EXERCISE DESCRIPTION:
Locate each of the following lines that contains the word "blue", treating uppercase and lowercase as different, and copy every such line.

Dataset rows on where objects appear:
──────────────────────────────

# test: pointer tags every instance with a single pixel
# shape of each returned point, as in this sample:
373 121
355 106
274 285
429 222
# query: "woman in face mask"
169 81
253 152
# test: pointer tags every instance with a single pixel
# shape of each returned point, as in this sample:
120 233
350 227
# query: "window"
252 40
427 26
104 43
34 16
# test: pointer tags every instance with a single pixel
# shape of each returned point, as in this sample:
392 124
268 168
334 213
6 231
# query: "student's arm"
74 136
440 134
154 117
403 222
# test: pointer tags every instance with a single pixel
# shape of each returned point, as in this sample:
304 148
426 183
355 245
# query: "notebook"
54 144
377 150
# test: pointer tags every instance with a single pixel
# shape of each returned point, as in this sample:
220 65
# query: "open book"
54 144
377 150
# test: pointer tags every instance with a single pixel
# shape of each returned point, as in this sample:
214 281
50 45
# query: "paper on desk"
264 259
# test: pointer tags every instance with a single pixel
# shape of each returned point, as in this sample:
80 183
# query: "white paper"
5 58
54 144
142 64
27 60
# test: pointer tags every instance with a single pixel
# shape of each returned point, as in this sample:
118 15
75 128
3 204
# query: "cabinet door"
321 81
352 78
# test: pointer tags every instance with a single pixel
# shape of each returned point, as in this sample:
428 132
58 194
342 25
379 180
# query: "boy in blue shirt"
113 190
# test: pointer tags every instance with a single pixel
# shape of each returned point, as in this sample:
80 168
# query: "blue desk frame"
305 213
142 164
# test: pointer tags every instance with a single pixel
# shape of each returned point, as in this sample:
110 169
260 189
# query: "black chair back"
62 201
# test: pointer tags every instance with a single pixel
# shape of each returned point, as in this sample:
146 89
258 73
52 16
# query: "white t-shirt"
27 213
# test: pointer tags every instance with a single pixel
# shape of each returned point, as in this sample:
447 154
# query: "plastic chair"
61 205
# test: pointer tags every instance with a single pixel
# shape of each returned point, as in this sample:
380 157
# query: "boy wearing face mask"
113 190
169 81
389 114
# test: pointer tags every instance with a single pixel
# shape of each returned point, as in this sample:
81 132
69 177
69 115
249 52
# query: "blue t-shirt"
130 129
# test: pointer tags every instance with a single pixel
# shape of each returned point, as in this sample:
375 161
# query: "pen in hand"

──────────────────────────────

COMPLETED EXERCISE:
# query: "boy in blue shirt"
# query: "blue desk frame"
# query: "blue t-shirt"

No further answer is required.